April 4th, 2012 Comments off

Every first Wednesday of the month, get caught up with what’s on stage with our review round-up. And that vaguely hollow, clinking sound you hear at the end of each segment? That’s me tossing in my two cents. This month, two shows that are polar opposites on planet Show Biz…

Tracie Bennett in "End of the Rainbow". Photo by Carol Rosegg.

END OF THE RAINBOW

Judy Garland returns to the New York stage, at least via Tracie Bennett‘s acclaimed performance, in a drama with music about the last days of the legendary performer.

“…Ms. Bennett…, as directed by Terry Johnson, is giving one of the most complete portraits of an artist I’ve ever seen.” New York Times

“Rather than turn in another technically fine, ultimately safe Garland impersonation, Bennett gives us the Garland mystique.” New York Post

“That Bennett performs this show eight times a week is a marvel indeed; seeing it just once kind of wore me out.” Time Out New York

“It’s a brave, bravura performance without a single false note.” Entertainment Weekly

Mizer’s Two Cents: Whatever they’re paying Tracie Bennett, it ain’t enough. With her fearlessly physical, emotionally committed and downright titanic performance, she not only overcomes the hurdles of a voyeuristic script but also lives up to pre-buzz expectations as she inhabits the final, drug-addled days of Judy Garland. Sure, if it were on film, we’d lament it as Oscar bait, acting as mere mimicry, but somehow seeing this transformation live, with Bennett/Garland’s exertion palpable and her ferocity electric, the very nature of the performative act gets at something essential about the flailing, fighting, frightened star. And when she sings, Bennett finds something approaching soul.

The undertow to the show, and what gives it some ghoulish depth beyond the central performance, is its depiction of the audience’s complicity in Garland’s downfall. We watch Bennett enact this train wreck and we are riveted, applauding wildly and wanting more…just as Garland’s audiences and advisors cheered/enabled her every painful comeback. I’m not sure this play satisfyingly grapples with the issue, but the production does leave you thinking about what it means and what it takes to be a star.
- - - -
## Directions
In the review round-up, who is named as directing Tracie Bennett in "End of the Rainbow"?
- - - -
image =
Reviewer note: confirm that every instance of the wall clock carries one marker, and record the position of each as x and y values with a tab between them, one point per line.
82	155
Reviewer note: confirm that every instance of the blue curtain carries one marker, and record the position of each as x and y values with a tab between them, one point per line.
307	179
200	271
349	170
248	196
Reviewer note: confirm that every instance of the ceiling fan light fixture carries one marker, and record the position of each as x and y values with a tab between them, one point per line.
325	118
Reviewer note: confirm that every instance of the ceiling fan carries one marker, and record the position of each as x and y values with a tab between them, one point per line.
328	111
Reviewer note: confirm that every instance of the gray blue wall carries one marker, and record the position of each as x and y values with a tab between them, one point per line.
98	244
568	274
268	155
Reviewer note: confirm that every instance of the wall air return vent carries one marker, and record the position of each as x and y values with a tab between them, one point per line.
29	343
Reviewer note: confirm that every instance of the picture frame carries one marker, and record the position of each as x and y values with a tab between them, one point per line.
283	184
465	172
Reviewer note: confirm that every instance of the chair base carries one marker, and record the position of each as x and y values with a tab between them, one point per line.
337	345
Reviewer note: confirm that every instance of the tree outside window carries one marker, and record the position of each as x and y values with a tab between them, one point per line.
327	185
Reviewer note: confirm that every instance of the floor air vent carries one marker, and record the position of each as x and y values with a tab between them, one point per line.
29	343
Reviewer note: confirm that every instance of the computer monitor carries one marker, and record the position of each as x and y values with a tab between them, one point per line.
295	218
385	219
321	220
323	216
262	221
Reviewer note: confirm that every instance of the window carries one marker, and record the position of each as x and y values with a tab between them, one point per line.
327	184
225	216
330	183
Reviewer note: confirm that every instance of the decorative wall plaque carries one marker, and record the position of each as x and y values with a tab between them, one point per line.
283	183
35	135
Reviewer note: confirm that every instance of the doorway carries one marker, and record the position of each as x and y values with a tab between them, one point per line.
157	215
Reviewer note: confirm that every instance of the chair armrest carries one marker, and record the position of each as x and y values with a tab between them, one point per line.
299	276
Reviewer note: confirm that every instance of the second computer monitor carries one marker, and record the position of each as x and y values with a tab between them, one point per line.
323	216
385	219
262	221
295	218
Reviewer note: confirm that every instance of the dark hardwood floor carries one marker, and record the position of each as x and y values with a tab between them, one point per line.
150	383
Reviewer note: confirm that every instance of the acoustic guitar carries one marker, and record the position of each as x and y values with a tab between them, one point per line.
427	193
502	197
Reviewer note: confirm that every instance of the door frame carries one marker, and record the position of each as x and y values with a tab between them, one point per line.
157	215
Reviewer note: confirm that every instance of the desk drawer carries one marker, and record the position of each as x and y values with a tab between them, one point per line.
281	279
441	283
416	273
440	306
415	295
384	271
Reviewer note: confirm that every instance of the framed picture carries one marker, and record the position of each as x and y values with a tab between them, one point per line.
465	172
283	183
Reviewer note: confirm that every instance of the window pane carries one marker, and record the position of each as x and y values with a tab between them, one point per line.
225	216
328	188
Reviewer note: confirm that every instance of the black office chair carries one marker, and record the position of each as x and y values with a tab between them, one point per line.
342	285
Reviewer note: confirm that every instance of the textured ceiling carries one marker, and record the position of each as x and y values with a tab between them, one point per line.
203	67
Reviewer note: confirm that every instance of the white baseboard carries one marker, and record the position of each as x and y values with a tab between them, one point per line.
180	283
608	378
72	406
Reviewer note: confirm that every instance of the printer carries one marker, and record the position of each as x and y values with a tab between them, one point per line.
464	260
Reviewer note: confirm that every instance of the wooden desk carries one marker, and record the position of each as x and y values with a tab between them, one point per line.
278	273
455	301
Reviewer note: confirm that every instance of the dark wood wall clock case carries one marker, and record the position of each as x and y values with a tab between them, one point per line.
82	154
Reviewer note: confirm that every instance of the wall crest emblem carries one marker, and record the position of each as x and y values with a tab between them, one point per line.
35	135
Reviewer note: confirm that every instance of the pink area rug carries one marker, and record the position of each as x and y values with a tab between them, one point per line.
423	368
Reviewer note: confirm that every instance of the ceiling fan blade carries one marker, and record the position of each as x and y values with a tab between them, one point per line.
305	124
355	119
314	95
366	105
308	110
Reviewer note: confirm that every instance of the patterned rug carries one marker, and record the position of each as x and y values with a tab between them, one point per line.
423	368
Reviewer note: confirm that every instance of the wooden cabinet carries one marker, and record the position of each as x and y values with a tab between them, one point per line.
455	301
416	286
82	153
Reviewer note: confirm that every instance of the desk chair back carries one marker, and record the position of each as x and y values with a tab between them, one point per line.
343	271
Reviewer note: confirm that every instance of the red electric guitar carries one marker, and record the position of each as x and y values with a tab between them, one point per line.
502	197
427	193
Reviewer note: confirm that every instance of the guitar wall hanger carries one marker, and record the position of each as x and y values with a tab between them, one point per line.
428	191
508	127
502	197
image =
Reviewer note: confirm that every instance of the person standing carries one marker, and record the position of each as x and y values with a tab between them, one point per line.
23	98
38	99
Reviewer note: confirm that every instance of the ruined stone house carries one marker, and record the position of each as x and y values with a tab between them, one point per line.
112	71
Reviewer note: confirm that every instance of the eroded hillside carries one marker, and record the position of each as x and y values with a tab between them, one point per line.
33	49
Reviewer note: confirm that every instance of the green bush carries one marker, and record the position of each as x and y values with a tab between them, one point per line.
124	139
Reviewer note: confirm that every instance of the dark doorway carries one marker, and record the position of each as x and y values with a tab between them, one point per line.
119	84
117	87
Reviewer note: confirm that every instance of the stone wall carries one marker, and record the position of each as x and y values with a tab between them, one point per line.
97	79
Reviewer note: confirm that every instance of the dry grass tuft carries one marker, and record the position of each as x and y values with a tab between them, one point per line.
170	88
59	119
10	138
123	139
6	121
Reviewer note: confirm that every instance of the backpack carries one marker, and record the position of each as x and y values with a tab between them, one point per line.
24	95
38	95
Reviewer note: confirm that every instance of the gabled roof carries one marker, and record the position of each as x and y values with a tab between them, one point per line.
- - - -
## Response
Terry Johnson